Problema proposto:
Segundo o trecho sobre Ratzinger e o humanismo ateu, em que ano Henri de Lubac escreveu O drama do humanismo ateu?

Trecho selecionado:

Em 1944, Henri de Lubac, um dos intelectuais que, juntamente com o jovem Ratzinger, fundou a revista internacional Communio, escreveu O drama do humanismo ateu. Sua tese era de que o humanismo moderno, perdendo a referência em Deus e no seu amor, é incapaz de realizar a pessoa, levando à dramática desumanização da sociedade contemporânea. Além disso, o livro procurava valorizar as críticas que Feuerbach, Marx e Nietzsche, entre outros, faziam ao Cristianismo – mostrando que muitas delas eram válidas, porém se referiam a um Cristianismo descaracterizado, que perdera seu élan vital.
A trajetória do teólogo Ratzinger, papa Bento XVI, pode ser lida como um diálogo entre os fundamentos do Cristianismo e esse humanismo em crise, que ao longo da modernidade parece ir vencendo todas as batalhas que luta (direitos humanos, democracia, igualdade, liberdades individuais etc.), mas estar perdendo a guerra da construção de uma humanidade mais feliz. Mas peço atenção: as bases da postura de Ratzinger não são os “valores da tradição”, como muitos dizem, mas sim os “fundamentos da tradição”. Ele tem claro que os valores morais e sociais, privados de seu fundamento original, se tornam normas vazias que mais oprimem que valorizam a pessoa; por isso sua batalha não é pela defesa de valores esclerosados, mas por uma renovação a partir da crença de que na raiz de qualquer valor realmente humanizador está o reconhecimento do amor de Deus.

Registros de dados:
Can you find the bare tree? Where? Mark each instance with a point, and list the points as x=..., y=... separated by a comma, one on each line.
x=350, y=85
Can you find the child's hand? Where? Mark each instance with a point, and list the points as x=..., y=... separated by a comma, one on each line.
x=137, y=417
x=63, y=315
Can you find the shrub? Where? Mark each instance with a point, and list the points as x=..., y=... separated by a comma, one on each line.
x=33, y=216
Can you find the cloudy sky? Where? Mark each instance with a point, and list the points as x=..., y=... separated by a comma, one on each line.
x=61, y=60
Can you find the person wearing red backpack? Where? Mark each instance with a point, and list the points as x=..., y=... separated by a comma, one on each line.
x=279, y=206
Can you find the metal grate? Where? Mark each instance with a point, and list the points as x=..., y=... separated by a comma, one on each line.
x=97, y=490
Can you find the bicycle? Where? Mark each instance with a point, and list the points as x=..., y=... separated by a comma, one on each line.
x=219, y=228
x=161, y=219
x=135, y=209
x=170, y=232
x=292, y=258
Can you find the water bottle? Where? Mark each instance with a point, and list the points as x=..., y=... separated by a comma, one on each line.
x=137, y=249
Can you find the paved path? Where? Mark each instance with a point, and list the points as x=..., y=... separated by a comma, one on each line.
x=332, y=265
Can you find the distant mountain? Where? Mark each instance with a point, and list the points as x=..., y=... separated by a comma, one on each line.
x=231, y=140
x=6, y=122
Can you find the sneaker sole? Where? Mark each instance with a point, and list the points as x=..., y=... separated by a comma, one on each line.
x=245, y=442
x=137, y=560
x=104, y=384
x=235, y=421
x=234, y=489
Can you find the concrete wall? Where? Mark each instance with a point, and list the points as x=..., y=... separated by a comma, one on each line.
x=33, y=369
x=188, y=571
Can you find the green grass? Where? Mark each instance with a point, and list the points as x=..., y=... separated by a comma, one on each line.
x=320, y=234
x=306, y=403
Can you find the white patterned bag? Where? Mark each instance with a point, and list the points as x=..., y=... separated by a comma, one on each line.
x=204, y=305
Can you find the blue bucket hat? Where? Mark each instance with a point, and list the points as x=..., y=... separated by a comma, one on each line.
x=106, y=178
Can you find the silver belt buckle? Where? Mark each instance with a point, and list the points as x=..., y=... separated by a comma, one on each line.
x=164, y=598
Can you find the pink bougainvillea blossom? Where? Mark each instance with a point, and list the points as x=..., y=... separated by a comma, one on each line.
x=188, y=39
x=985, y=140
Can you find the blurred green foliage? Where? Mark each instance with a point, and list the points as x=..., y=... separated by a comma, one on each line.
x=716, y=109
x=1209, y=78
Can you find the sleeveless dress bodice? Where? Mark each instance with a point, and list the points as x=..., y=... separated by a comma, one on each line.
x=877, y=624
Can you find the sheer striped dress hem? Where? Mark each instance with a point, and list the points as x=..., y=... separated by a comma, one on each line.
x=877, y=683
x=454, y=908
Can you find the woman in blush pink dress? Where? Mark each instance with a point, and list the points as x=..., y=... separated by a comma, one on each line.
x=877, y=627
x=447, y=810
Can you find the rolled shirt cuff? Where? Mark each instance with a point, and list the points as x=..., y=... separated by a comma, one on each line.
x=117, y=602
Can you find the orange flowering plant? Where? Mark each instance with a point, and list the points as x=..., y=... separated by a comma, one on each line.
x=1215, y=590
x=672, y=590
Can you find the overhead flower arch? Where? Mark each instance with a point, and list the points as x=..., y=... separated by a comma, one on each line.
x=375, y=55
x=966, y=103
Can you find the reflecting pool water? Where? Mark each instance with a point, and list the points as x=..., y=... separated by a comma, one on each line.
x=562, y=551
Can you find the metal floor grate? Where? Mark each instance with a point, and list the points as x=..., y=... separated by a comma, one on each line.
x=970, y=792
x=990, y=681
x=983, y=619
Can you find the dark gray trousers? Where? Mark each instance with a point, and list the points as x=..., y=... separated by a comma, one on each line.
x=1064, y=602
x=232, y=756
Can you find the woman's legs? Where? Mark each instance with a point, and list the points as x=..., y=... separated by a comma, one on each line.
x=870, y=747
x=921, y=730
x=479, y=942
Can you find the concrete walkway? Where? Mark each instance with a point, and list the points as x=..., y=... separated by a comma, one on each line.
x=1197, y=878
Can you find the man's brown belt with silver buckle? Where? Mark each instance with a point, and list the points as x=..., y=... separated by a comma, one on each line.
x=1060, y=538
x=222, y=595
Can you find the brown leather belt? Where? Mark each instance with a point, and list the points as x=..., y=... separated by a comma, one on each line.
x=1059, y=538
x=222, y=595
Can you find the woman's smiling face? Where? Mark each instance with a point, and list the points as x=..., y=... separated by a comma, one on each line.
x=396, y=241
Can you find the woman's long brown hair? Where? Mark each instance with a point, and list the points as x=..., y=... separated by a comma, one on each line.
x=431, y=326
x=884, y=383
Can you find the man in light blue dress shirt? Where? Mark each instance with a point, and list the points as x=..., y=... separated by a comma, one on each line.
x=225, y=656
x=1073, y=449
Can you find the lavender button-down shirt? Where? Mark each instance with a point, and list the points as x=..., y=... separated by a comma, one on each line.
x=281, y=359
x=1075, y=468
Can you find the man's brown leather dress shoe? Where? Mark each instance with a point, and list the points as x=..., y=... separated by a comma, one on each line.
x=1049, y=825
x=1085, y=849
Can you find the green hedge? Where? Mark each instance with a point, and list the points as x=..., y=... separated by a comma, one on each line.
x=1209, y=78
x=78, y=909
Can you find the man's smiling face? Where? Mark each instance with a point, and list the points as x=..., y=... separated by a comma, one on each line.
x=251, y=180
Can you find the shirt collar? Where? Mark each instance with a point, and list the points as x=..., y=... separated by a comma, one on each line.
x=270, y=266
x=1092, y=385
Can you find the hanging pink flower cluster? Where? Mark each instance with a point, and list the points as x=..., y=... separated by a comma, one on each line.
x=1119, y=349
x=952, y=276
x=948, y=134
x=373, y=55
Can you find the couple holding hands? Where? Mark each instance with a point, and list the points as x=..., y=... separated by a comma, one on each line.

Resposta esperada:
Em 1944.